* _Task requirements_:
For this exercise, write out each entry below exactly as it reads.
╭─ Supplied material
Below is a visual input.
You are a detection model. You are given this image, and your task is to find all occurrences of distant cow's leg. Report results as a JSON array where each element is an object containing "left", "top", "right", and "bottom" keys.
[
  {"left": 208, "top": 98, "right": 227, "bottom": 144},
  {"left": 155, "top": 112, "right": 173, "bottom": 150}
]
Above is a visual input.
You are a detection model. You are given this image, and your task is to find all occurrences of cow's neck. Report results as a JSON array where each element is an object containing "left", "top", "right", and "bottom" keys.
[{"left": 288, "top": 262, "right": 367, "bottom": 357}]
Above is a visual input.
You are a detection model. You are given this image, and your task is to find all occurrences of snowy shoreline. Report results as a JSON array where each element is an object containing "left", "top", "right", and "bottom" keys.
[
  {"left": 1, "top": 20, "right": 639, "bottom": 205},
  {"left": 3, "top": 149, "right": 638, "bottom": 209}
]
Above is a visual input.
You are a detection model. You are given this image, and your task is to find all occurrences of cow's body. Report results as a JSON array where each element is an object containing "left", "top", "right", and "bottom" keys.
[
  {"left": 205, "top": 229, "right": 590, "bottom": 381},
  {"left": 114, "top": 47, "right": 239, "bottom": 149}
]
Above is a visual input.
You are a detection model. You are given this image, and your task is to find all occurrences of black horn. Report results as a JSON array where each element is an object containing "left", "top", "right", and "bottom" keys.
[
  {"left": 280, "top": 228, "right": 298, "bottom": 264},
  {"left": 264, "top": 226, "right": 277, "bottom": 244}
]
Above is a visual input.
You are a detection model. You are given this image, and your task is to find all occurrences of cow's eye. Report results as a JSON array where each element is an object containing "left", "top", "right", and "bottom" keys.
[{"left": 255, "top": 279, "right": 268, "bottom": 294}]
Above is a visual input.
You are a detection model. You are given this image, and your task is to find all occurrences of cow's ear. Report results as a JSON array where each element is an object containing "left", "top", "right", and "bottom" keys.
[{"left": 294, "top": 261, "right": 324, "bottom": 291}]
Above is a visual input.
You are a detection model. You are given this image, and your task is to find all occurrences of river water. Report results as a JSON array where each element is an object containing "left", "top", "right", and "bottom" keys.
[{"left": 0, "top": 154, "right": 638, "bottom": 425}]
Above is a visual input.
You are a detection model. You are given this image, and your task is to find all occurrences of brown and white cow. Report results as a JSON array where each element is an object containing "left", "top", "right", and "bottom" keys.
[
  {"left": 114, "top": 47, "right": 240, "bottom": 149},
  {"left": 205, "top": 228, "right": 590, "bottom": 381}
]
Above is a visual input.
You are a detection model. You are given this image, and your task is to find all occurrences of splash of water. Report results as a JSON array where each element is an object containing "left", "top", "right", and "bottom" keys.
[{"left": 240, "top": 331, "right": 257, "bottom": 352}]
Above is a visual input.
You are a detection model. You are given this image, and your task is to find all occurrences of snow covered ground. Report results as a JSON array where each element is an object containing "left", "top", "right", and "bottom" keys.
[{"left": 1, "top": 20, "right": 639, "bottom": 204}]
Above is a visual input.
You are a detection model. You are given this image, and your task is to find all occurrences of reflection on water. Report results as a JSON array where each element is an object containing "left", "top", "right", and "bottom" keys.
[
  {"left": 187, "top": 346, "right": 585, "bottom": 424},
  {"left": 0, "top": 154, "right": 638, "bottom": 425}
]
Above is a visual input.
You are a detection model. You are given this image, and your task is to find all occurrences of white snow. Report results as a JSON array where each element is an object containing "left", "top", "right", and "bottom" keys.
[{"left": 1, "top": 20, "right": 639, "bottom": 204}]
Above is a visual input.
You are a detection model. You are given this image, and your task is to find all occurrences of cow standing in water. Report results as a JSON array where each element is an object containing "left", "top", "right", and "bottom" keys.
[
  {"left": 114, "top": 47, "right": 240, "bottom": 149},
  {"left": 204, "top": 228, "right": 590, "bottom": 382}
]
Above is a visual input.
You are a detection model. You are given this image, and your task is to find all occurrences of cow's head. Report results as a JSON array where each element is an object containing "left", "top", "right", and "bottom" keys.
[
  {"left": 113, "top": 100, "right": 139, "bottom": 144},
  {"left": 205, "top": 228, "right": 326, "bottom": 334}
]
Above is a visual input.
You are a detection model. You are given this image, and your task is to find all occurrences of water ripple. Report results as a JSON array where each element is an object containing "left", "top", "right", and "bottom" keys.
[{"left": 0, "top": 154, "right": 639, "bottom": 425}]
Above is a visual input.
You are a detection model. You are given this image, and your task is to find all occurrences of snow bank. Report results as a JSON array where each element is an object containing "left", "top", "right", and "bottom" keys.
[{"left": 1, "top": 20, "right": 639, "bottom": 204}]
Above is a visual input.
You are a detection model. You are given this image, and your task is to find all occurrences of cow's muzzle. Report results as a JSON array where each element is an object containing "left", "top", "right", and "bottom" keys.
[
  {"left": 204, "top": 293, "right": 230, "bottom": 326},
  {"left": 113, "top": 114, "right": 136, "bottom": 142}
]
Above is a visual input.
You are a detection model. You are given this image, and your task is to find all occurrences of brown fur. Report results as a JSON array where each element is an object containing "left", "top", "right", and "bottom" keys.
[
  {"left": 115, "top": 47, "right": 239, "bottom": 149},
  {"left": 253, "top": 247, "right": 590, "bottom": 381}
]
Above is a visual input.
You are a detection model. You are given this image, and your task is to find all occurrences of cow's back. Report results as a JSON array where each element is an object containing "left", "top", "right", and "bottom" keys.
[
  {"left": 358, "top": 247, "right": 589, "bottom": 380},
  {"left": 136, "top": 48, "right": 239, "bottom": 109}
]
╰─
* _Your solution_:
Below is a visual input.
You are a detection model. You are given this image, and your task is to find all occurrences of distant cow's leg. Report results as a JSON array where each element is an object containing "left", "top", "right", and "bottom" keys.
[
  {"left": 208, "top": 98, "right": 227, "bottom": 144},
  {"left": 155, "top": 112, "right": 173, "bottom": 150}
]
Above is a visual input.
You are a detection model. You are given this image, and your task is to find all occurrences of cow's neck. Report results as a JSON array where each element is an object containing "left", "top", "right", and "bottom" keys.
[{"left": 288, "top": 262, "right": 367, "bottom": 357}]
Above is a visual input.
You are a detection model. You are given this image, and your task is to find all occurrences of snowy shoreline. Report results as a JSON array where each element is an object containing "left", "top", "right", and "bottom" keys.
[
  {"left": 1, "top": 20, "right": 639, "bottom": 205},
  {"left": 3, "top": 149, "right": 638, "bottom": 209}
]
Above is a visual input.
You are a detection model. You are given this image, and your task is to find all occurrences of cow's body. Report results as a JSON array where each element is an object containing "left", "top", "right", and "bottom" keys.
[
  {"left": 205, "top": 229, "right": 590, "bottom": 381},
  {"left": 114, "top": 47, "right": 239, "bottom": 149}
]
Above is a visual input.
You are a detection model. You are given this image, and your task is to find all occurrences of black horn. Report results as a JSON array where each element is an object containing "left", "top", "right", and "bottom" keys.
[
  {"left": 280, "top": 228, "right": 298, "bottom": 264},
  {"left": 264, "top": 226, "right": 277, "bottom": 244}
]
Above is a visual input.
You are a detection model. You are given this image, and your task is to find all occurrences of cow's eye. Report results as a JSON array where each element is an object containing "left", "top", "right", and "bottom" keys.
[{"left": 255, "top": 279, "right": 268, "bottom": 294}]
Above is a visual input.
You are a detection model. You are given this image, and your task is to find all occurrences of cow's ear. Report results as a JSON array where each element is an object containing "left", "top", "right", and "bottom" keys.
[{"left": 294, "top": 261, "right": 324, "bottom": 291}]
Above is a visual input.
You are a detection model. You are given this image, and your task is to find all occurrences of river water. Report results as a JSON array where each element is an object containing "left", "top", "right", and "bottom" keys.
[{"left": 0, "top": 154, "right": 638, "bottom": 425}]
Above is a visual input.
You are a detection model. You are given this image, and your task is to find all occurrences of brown and white cow. Report results as a JSON array where each element is an object containing "left", "top", "right", and "bottom" keys.
[
  {"left": 114, "top": 47, "right": 240, "bottom": 149},
  {"left": 205, "top": 228, "right": 590, "bottom": 381}
]
Above is a visual input.
You are a detection model. You are given this image, and your task is to find all occurrences of splash of water. Report results as a JSON array where each element is an object containing "left", "top", "right", and "bottom" keys.
[{"left": 240, "top": 331, "right": 257, "bottom": 352}]
Above is a visual input.
You are a detection model. You are given this image, and your task is to find all occurrences of snow covered ground. Report results as a JSON array where each element is an object containing "left", "top", "right", and "bottom" keys.
[{"left": 1, "top": 20, "right": 639, "bottom": 204}]
Above is a visual input.
You are a detection model. You are given this image, and your task is to find all occurrences of reflection on water. Report results as a JSON array where each element is an object containing "left", "top", "right", and "bottom" keys.
[
  {"left": 187, "top": 346, "right": 585, "bottom": 424},
  {"left": 0, "top": 154, "right": 638, "bottom": 425}
]
Above is a visual input.
You are a detection model. You are given this image, and your task is to find all occurrences of white snow. Report results as a JSON array where each element is an object containing "left", "top", "right", and "bottom" keys.
[{"left": 1, "top": 20, "right": 639, "bottom": 204}]
Above is a visual input.
You are a detection model. You are given this image, and your task is to find all occurrences of cow standing in water. Report results as a JSON array where each element is an object containing "left", "top", "right", and "bottom" keys.
[
  {"left": 114, "top": 47, "right": 240, "bottom": 149},
  {"left": 204, "top": 228, "right": 590, "bottom": 382}
]
Above is a visual input.
You are a detection model. You are given this image, and your task is to find all occurrences of cow's head. Report results as a JSON array where each element is an object containing "left", "top", "right", and "bottom" keys.
[
  {"left": 113, "top": 100, "right": 139, "bottom": 144},
  {"left": 205, "top": 228, "right": 326, "bottom": 334}
]
Above is a visual input.
You are a detection model. You are given this image, and your task is to find all occurrences of water ripple. Report results as a JSON array where each element is an object containing "left", "top", "right", and "bottom" keys.
[{"left": 0, "top": 154, "right": 639, "bottom": 425}]
Above is a visual input.
You are a detection model. You are given this image, and your task is to find all occurrences of snow bank. Report results as a JSON array where each element is an object containing "left", "top", "right", and "bottom" keys.
[{"left": 1, "top": 20, "right": 639, "bottom": 204}]
Above is a visual input.
You are a detection model. You are given this image, and your task is to find all occurrences of cow's muzzle. Report results as a JSON array where each element is an object containing "left", "top", "right", and "bottom" keys.
[
  {"left": 204, "top": 293, "right": 230, "bottom": 326},
  {"left": 113, "top": 114, "right": 136, "bottom": 142}
]
Above is a visual input.
You are a detection model. You are given this image, and your task is to find all occurrences of brown fur. Report results as a JSON array where each element is an object containing "left", "top", "right", and "bottom" keys.
[
  {"left": 115, "top": 47, "right": 239, "bottom": 149},
  {"left": 253, "top": 247, "right": 590, "bottom": 381}
]
Above is a visual input.
You are a detection model. You are given this image, and your task is to find all occurrences of cow's back. Report results as a JSON array where each element is an object containing "left", "top", "right", and "bottom" keys.
[
  {"left": 358, "top": 247, "right": 589, "bottom": 380},
  {"left": 136, "top": 48, "right": 239, "bottom": 109}
]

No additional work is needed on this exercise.